──────── STORED RECORDS ────────

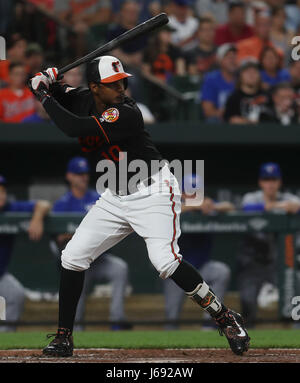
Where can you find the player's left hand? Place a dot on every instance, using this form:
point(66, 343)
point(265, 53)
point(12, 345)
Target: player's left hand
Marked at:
point(36, 229)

────────

Copy every line of the entries above word for word, leaving out the picture.

● THE ANSWER
Where can you find the player's left hand? Place a dot on every instance, using this form:
point(66, 343)
point(265, 53)
point(12, 345)
Target: player's left hand
Marked at:
point(36, 229)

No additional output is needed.